> [Приведённый отрывок]
━━━
Выбор именно этой комедии 1662 года из обширного наследия Мольера неудивителен. Она не только входит в число самых острых и смешных у него, но и считается самой личной. Михаил Булгаков посвятил ей целую главу в своей известной в России всякому театралу «Жизни господина де Мольера». В которой, в частности, пишет:
«"Школа жен", так же как и "Школа мужей", была написана в защиту женщин и их права на выбор в своей любви и рассказывала историю ревнивого и деспотичного Арнольфа, который хотел жениться на юной Агнесе. В этой пьесе, изобилующей смешными комедийными положениями, прозвучал впервые какой-то надтреснутый и горький мотив в роли Арнольфа.
Когда молодая Агнеса в конце пьесы победила и ушла от Арнольфа со своим возлюбленным, исполненный отвратительных и смешных черт Арнольф стал вдруг жалким и человечным.
– Какою мерою измерить мою к тебе любовь? – вдруг, как бы сбрасывая оболочку гнусного ревнивца, страстно восклицал Арнольф. – Как мне, неблагодарная, доказать тебе ее? Заплакать горькими слезами? Или рвать волосы? Быть может, ты хочешь, чтобы я убил себя? Скажи, скажи, чего ты хочешь, и я готов, жестокая, доказать тебе, что я сгораю в пламени!
Некоторые любопытные люди обратили внимание на этот монолог Арнольфа, и иные с сочувствием, а иные со злорадством говорили, что в нем отразились личные переживания господина Мольера».
Но трактуют два театра эту вечную историю о трудностях и опасностях межпоколенческого брака, естественно, по-разному.
«Фоменки», используя классический выверенный перевод Василия Гиппиуса, с наслаждением отдаются, как заповедал их основатель, самой природе лицедейства. Разместив зрительские места высокими «лесенками» по обе стороны маленькой сцены в старом здании, режиссер как бы вернул пьесу Мольера туда, откуда она вышла – в стихию площадного театра. Что подчёркивается и тем, что актеры, разрывая строгий ход рифмованных пятистопных ямбов, порою прямо «из роли» апеллируют к зрителям с вопросами об их семейной жизни и том, как с нею, своей семейной жизнью, следует поступить героям. И, разумеется, постановщик активно использует нестандартное пространство сцены и ее скромную механизацию: прилепленный над сценой балкон, поворотный круг, оказавшуюся сбоку портьеру.
При этом художник по костюмам практически полностью отказывается от игры в XVII век: костюмы лишены какой-либо пышности, о париках нет и помина, а плащи и накидки могут относиться к любой эпохе и любой стране. Зато один из героев, молодой Орас, выпрыгивая на сцену, всякий раз откалывает в качестве приветствия эдакое игривое коленце, – оп-па! – явно восходящее к lazzi (трюкам) персонажей комедии дель арте. Мало того: когда на сцене впервые появляется его отец, почтенный Opoнт, – он неожиданно делает в ответ точно такое же молодецкое коленце. И это вдруг говорит об отношениях отца с выросшим сыном больше длинного диалога.
━━━
> [Выдержки из данных]
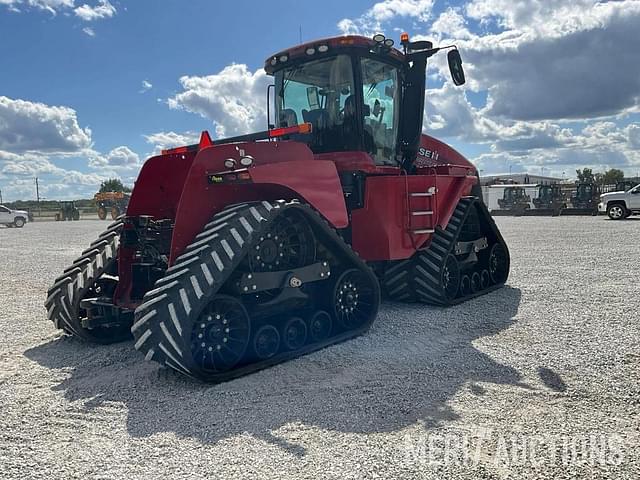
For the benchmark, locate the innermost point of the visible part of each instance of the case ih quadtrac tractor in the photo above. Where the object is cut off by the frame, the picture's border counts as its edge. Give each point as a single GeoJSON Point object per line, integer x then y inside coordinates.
{"type": "Point", "coordinates": [239, 253]}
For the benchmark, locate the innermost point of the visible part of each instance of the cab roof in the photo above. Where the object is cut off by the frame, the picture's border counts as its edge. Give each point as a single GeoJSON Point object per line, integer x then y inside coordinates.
{"type": "Point", "coordinates": [326, 47]}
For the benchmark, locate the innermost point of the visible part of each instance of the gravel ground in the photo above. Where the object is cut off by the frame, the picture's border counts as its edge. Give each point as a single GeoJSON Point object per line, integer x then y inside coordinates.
{"type": "Point", "coordinates": [537, 380]}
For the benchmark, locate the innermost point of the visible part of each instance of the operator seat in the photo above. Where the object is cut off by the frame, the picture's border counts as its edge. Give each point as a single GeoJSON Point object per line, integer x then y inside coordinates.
{"type": "Point", "coordinates": [350, 128]}
{"type": "Point", "coordinates": [288, 118]}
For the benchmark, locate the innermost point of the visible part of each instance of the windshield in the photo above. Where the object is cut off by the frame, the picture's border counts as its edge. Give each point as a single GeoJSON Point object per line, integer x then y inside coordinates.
{"type": "Point", "coordinates": [321, 93]}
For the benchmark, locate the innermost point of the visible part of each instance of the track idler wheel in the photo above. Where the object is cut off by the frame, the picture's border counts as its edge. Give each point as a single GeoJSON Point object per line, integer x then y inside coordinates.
{"type": "Point", "coordinates": [319, 326]}
{"type": "Point", "coordinates": [220, 335]}
{"type": "Point", "coordinates": [266, 343]}
{"type": "Point", "coordinates": [450, 277]}
{"type": "Point", "coordinates": [294, 333]}
{"type": "Point", "coordinates": [485, 279]}
{"type": "Point", "coordinates": [354, 299]}
{"type": "Point", "coordinates": [475, 282]}
{"type": "Point", "coordinates": [498, 264]}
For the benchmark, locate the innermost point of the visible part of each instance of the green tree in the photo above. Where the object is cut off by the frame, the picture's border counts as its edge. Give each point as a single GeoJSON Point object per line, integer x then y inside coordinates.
{"type": "Point", "coordinates": [612, 176]}
{"type": "Point", "coordinates": [585, 176]}
{"type": "Point", "coordinates": [113, 185]}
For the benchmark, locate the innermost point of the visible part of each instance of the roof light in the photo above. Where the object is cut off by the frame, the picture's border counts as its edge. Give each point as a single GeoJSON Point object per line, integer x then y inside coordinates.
━━━
> [Постановка задачи A] Извлеките из приведённого отрывка фрагмент начиная со слов «Когда молодая Агнеса» вплоть до слов «жалким и человечным.» включительно, сохранив его без малейших изменений.
> [Постановка задачи B] Скопируйте дословно строки листинга, начиная со строки, содержащей «of the windshield», и заканчивая последней строкой листинга включительно. Ничего другого не приводите.

> [Ответ A]
Когда молодая Агнеса в конце пьесы победила и ушла от Арнольфа со своим возлюбленным, исполненный отвратительных и смешных черт Арнольф стал вдруг жалким и человечным.

> [Ответ B]
For the benchmark, locate the innermost point of the visible part of each instance of the windshield in the photo above. Where the object is cut off by the frame, the picture's border counts as its edge. Give each point as a single GeoJSON Point object per line, integer x then y inside coordinates.
{"type": "Point", "coordinates": [321, 93]}
For the benchmark, locate the innermost point of the visible part of each instance of the track idler wheel in the photo above. Where the object is cut off by the frame, the picture's border counts as its edge. Give each point as a single GeoJSON Point object per line, integer x then y inside coordinates.
{"type": "Point", "coordinates": [319, 326]}
{"type": "Point", "coordinates": [220, 335]}
{"type": "Point", "coordinates": [266, 343]}
{"type": "Point", "coordinates": [450, 277]}
{"type": "Point", "coordinates": [294, 333]}
{"type": "Point", "coordinates": [485, 279]}
{"type": "Point", "coordinates": [354, 299]}
{"type": "Point", "coordinates": [475, 282]}
{"type": "Point", "coordinates": [498, 264]}
For the benchmark, locate the innermost point of the visible part of each instance of the green tree in the photo above. Where the object is cut off by the frame, the picture's border counts as its edge. Give each point as a single GeoJSON Point object per line, integer x then y inside coordinates.
{"type": "Point", "coordinates": [612, 176]}
{"type": "Point", "coordinates": [585, 176]}
{"type": "Point", "coordinates": [113, 185]}
For the benchmark, locate the innermost point of the visible part of each instance of the roof light in the photo above. Where the object is cut off by the frame, the picture's border counts as its edge. Give each point as a single GeoJSON Point object per line, integer x then y inside coordinates.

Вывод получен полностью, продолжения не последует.